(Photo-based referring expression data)
___

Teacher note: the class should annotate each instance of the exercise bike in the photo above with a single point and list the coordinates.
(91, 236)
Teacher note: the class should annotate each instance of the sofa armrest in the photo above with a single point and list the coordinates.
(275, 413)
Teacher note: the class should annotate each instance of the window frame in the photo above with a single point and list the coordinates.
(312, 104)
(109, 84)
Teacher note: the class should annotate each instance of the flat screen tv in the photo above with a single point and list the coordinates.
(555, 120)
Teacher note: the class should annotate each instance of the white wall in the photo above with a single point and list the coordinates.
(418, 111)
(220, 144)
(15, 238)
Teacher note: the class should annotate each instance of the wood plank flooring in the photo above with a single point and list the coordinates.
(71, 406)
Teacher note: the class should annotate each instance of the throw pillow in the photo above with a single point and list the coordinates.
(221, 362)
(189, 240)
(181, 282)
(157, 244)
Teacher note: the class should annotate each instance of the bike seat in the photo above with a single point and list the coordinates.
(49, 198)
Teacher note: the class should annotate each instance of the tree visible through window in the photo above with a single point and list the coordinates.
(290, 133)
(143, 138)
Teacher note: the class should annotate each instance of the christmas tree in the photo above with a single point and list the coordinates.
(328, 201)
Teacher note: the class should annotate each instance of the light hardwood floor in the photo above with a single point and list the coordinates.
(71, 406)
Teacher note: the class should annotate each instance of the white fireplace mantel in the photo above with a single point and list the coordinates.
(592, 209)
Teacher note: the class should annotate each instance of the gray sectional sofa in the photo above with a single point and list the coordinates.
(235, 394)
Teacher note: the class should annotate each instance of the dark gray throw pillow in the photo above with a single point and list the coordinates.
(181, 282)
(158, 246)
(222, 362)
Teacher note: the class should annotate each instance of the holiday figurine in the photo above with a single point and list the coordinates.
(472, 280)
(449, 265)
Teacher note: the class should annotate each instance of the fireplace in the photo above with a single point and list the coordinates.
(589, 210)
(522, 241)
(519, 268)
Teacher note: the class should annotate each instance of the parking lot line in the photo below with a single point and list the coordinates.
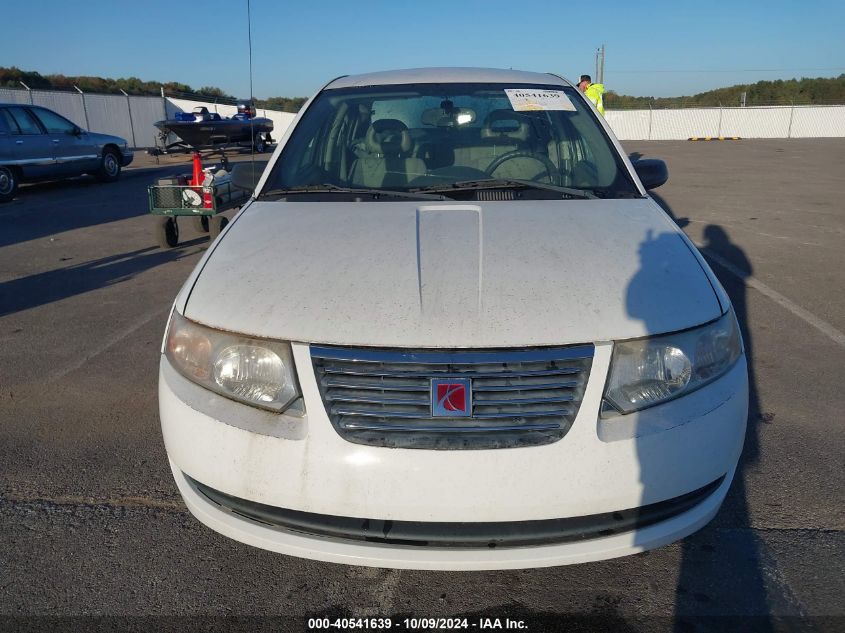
(106, 343)
(749, 280)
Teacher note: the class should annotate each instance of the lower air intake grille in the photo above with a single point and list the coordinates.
(500, 399)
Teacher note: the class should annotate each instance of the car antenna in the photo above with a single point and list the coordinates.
(251, 96)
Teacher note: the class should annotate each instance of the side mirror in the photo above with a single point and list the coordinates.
(652, 172)
(247, 175)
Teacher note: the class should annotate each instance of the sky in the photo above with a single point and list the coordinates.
(653, 48)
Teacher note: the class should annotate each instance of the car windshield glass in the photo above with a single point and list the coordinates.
(431, 136)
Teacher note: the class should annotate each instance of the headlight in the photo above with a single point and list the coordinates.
(649, 371)
(253, 371)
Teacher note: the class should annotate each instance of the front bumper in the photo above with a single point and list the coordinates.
(302, 464)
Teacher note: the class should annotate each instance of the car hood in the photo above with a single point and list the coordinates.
(495, 274)
(104, 139)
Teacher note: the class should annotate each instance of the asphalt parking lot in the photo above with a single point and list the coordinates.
(92, 525)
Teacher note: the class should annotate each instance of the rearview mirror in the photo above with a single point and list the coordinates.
(453, 117)
(246, 175)
(652, 172)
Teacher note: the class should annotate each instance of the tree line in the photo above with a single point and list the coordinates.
(817, 90)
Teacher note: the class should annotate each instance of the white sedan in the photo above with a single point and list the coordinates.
(451, 330)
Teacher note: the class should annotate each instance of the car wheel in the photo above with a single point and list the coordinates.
(8, 184)
(201, 223)
(109, 167)
(167, 232)
(216, 225)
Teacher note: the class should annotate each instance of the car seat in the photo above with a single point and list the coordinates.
(386, 160)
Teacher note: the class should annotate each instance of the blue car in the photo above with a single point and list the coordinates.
(38, 144)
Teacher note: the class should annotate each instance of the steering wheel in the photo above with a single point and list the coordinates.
(522, 153)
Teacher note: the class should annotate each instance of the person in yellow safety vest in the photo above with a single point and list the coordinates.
(593, 92)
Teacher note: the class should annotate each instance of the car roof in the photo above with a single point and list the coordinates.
(446, 75)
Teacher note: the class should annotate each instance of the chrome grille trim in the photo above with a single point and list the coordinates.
(382, 397)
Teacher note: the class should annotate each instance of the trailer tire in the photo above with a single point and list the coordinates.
(201, 223)
(167, 232)
(8, 183)
(216, 226)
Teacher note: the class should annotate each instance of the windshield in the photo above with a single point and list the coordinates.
(442, 136)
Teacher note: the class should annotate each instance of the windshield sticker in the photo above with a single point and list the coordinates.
(523, 100)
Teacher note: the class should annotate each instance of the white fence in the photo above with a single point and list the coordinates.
(133, 117)
(129, 117)
(749, 122)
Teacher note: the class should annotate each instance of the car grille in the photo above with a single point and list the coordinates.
(383, 397)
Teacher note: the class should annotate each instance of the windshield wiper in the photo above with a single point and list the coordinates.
(496, 183)
(328, 187)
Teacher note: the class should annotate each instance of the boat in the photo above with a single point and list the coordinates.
(201, 129)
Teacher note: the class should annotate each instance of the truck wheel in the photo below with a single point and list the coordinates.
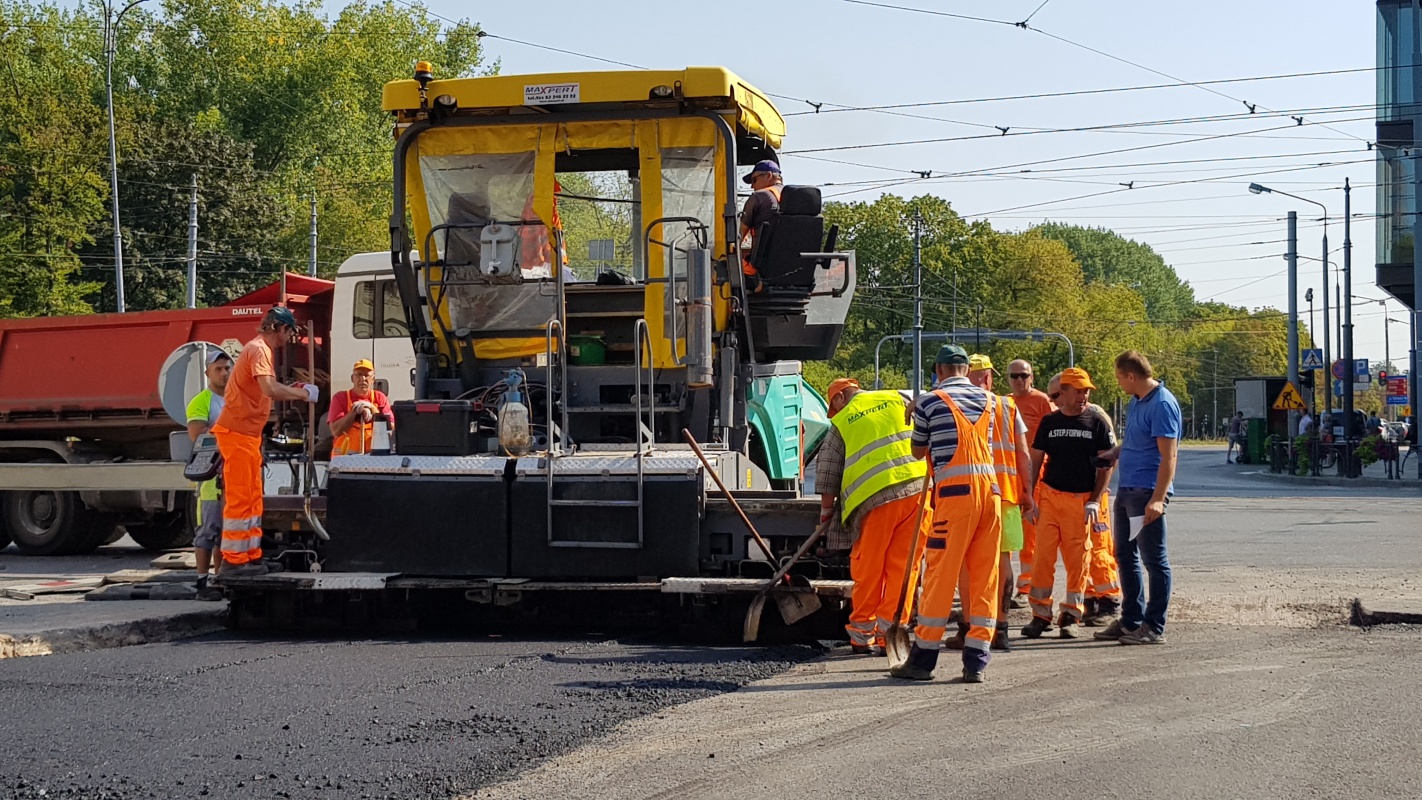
(168, 530)
(53, 523)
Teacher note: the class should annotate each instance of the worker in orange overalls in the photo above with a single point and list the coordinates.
(1102, 577)
(353, 412)
(1068, 502)
(1033, 404)
(761, 206)
(250, 391)
(1011, 459)
(866, 466)
(953, 426)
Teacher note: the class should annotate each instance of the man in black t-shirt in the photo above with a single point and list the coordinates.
(1068, 500)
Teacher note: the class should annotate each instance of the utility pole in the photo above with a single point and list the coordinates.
(113, 155)
(1293, 317)
(1215, 357)
(1347, 324)
(192, 245)
(917, 294)
(1313, 331)
(310, 266)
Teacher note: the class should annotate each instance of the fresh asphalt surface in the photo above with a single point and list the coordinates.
(239, 716)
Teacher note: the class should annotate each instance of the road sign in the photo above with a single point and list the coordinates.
(1289, 398)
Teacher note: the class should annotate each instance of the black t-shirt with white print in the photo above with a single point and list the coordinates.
(1071, 445)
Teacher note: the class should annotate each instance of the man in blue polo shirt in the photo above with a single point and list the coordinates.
(1146, 468)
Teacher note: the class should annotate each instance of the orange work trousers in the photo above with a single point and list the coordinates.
(1024, 559)
(876, 563)
(242, 496)
(1104, 579)
(967, 533)
(1061, 526)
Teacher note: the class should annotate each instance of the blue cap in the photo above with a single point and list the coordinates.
(762, 166)
(282, 316)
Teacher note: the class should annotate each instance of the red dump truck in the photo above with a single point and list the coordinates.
(84, 439)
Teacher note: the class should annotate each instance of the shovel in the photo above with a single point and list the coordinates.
(897, 642)
(794, 606)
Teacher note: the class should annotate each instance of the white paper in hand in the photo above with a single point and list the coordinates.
(1136, 523)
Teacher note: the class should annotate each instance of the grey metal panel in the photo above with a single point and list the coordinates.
(125, 476)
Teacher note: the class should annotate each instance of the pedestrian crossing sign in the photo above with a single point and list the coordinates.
(1289, 398)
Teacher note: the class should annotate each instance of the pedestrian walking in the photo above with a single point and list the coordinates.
(1236, 436)
(1146, 459)
(866, 466)
(1068, 502)
(953, 426)
(1034, 405)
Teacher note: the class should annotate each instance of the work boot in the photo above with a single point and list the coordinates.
(1000, 641)
(1035, 628)
(956, 640)
(1107, 610)
(1112, 633)
(919, 667)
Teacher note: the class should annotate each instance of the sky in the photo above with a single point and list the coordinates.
(1195, 209)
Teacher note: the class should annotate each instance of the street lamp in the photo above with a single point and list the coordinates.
(110, 47)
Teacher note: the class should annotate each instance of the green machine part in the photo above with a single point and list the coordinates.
(778, 404)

___

# TASK ITEM
Your answer must be an exact copy of the records above, with every picture left out.

# WRITTEN REPLY
Teacher note: the class should annotate each instance of the exercise bike in the photo above with a single point and list the coordinates.
(91, 236)
Teacher note: the class should annotate each instance of the sofa armrest in the photo above with a single point and list the coordinates.
(275, 413)
Teacher note: the class should annotate each instance of the window frame in the photo above with a single point and list the coordinates.
(312, 104)
(109, 84)
Teacher note: the class should annotate each instance of the flat screen tv in the photo above with a single point and list the coordinates.
(555, 120)
Teacher note: the class should annotate each instance of the white wall in the photo above with a single point and list the coordinates.
(418, 111)
(220, 144)
(15, 238)
Teacher note: the class should annotate each instance of the wood plank flooring in the photo above with a single point and list the coordinates.
(71, 406)
Teacher note: the class should annotate each instance of the throw pillow in the photo above with a single point and list the coordinates.
(221, 362)
(189, 240)
(181, 282)
(157, 244)
Teacher note: the class should annotate each instance of the bike seat in the photo above with a single point and list the coordinates.
(49, 198)
Teacher note: the class should annotate each instance of the tree visible through window in the photo above with a single point and list the coordinates.
(290, 133)
(143, 138)
Teacher note: the class should annotate each instance of the christmas tree in the photo above with a single point and list the coordinates.
(328, 201)
Teacher note: the class should annotate each instance of the light hardwood floor in the photo above with a single point and list the coordinates.
(71, 406)
Teacher note: the class should annotate each instance of the white fireplace mantel in the photo above with a single point and list the coordinates.
(592, 209)
Teacher note: the class should annotate each instance of the gray sectional sofa in the photo above with a single point and list the coordinates.
(235, 394)
Teacher note: the class should annotate each instance of the dark gray throw pillow in the photo above with a single point and list the coordinates.
(181, 282)
(158, 246)
(222, 362)
Teacher note: the class should annotate each instance of the holiday figurine in the photo above with a single point and list the coordinates.
(472, 280)
(449, 265)
Teacher note: the class should annotate each instance of the fireplace in the photo above with a single point and list the coordinates.
(589, 210)
(522, 241)
(519, 268)
Teacher note: the class should annotate each instance of the parking lot line in the photo below with a single point and list the coordinates.
(106, 343)
(749, 280)
Teacher note: the class should annotate each instance of the lower air intake grille in the photo above with a single point and list the coordinates.
(500, 399)
Teacher note: the class should annotate each instance of the car antenna in the photo above with a single point and list the coordinates.
(251, 96)
Teacher note: the class should annotate each instance of the side mirror in the photo above with a single point and list the coordinates.
(652, 172)
(247, 175)
Teacher note: the class should annotate each instance of the sky in the photo above with a single point and list the coordinates.
(653, 48)
Teacher note: the class should annotate each instance of the car windshield glass in the photo above with a single point and list the coordinates.
(431, 136)
Teacher note: the class should annotate each instance of the headlight in the photo above with a single point and list the coordinates.
(649, 371)
(253, 371)
Teacher note: the class should annotate each instance of the front bumper in the photo above with a single point and list the coordinates.
(302, 464)
Teacher note: the class should annotate each instance of the car hood in the photo above with a single point and list the coordinates.
(495, 274)
(104, 139)
Teacher note: the class should annotate each instance of the asphalt parking lot in the photo above with a single point and list the coordinates.
(92, 525)
Teacher note: the class should annotate each instance of the rearview mirror in the photo above with a single point and list the coordinates.
(453, 117)
(246, 175)
(652, 172)
Teacher note: the class should annotate each instance of the tree line in the photo above with a single point and list the coordinates.
(817, 90)
Teacher note: the class should annotate each instance of the white sedan in the photo above with a single point and list the coordinates.
(451, 330)
Teacher note: the class should annotate each instance of the car wheel in the photo above with a single point and list the coordinates.
(8, 184)
(201, 223)
(109, 167)
(167, 232)
(216, 225)
Teacher note: the class should annotate each instance of the car seat in the photo above with a single point and list the coordinates.
(386, 160)
Teacher note: the class should annotate each instance of the blue car in the photo above with a single point and list the coordinates.
(38, 144)
Teacher note: the class should annotate each instance of the steering wheel in the photo above with a single point and list the coordinates.
(522, 153)
Teacher note: the class should annotate each instance of the person in yellow safety vest in the photo above with a single point and list the coordinates.
(593, 92)
Teacher note: the class should annotate each instance of the car roof in the photo above with a single point and list the coordinates.
(446, 75)
Teacher note: the class should annotate each instance of the chrome grille trim in the photo above with a single point and list the coordinates.
(382, 397)
Teacher note: the class should annotate each instance of the trailer tire in the photo above with a single point and list the coordinates.
(201, 223)
(167, 232)
(8, 183)
(216, 226)
Teacher note: the class should annotate each instance of the windshield in the photo above with a single point and list the coordinates.
(442, 136)
Teacher note: the class should annotate each instance of the windshield sticker in the photo above with a single point and list the coordinates.
(523, 100)
Teacher note: the class should annotate each instance of the white fence in the photo above with a single point and list the coordinates.
(133, 117)
(129, 117)
(749, 122)
Teacher note: the class should annotate each instance of the car grille in the photo above with a single point and list the coordinates.
(383, 397)
Teacher note: the class should annotate each instance of the windshield wiper in the photo above with a single point and list the coordinates.
(496, 183)
(328, 187)
Teacher note: the class should annotate each instance of the boat in the photo above with a single point and list the coordinates.
(201, 129)
Teacher note: the class should annotate each instance of the truck wheel in the photo below with a single point and list the coordinates.
(168, 530)
(53, 523)
Teacher note: the class should annotate each instance of the worker in orange overalls in the photo above with a single point and list the coordinates.
(1102, 577)
(353, 412)
(1068, 502)
(1033, 404)
(761, 206)
(250, 391)
(1011, 459)
(866, 466)
(953, 426)
Teacher note: the class should annotate each instance of the man in black t-shirt in the photo above with a single point and list the coordinates.
(1068, 500)
Teacher note: the class should annotate each instance of the utility pole in the photo above with a single point and list the coordinates.
(113, 155)
(1293, 317)
(1215, 357)
(1347, 324)
(192, 245)
(917, 294)
(1313, 331)
(310, 266)
Teacher note: the class should annotate each instance of the fresh asphalt surface in the photo above with a single point and list the coordinates.
(239, 716)
Teacher note: the class should annotate each instance of the road sign in the photo above with a single point and list the coordinates.
(1289, 398)
Teacher note: the class should annotate each instance of the black t-shirt with white print in the photo above with a single point and list the coordinates.
(1071, 445)
Teacher note: the class should annotate each instance of the man in blue polo shirt in the photo above with a single point and list the coordinates.
(1146, 468)
Teacher note: the class should annotate each instance of the orange work trousers in the photo above with a single point and list the coordinates.
(1024, 559)
(876, 563)
(242, 496)
(1104, 579)
(967, 533)
(1061, 526)
Teacher note: the class should annotate each instance of the blue cap in the photo above with a single point and list the coordinates.
(762, 166)
(282, 316)
Teacher note: the class should annotate each instance of the red dump truck in the photo above with a single point and list the coordinates.
(84, 439)
Teacher note: the class should annotate each instance of the shovel in the photo above with a single point and list the coordinates.
(897, 642)
(794, 606)
Teacher note: the class should annotate each instance of the white paper in hand in the photo above with a single point and list the coordinates.
(1136, 523)
Teacher note: the class should annotate each instance of the grey metal panel in the photo above with a single point and list the coordinates.
(125, 476)
Teacher note: the class should annotate each instance of the pedestrian crossing sign in the photo above with a single point and list the coordinates.
(1289, 398)
Teacher note: the class should annotate each instance of the pedestrian walking in the photo above with a single point and list the coordinates.
(1236, 436)
(1146, 459)
(866, 466)
(1068, 502)
(953, 426)
(1034, 405)
Teacher note: the class should annotate each instance of the work boot in the photo above with a single point and list the coordinates.
(1000, 641)
(1035, 628)
(956, 640)
(1107, 610)
(1112, 633)
(919, 667)
Teacher note: the class should annotate each instance of the sky in the photo above with a single point and list the coordinates.
(1195, 209)
Teacher note: the class should annotate each instance of the street lamp in the photo above with a single point and list the coordinates.
(110, 47)
Teacher note: the class should annotate each instance of the green machine part in the photo above with a single point and list the coordinates.
(778, 404)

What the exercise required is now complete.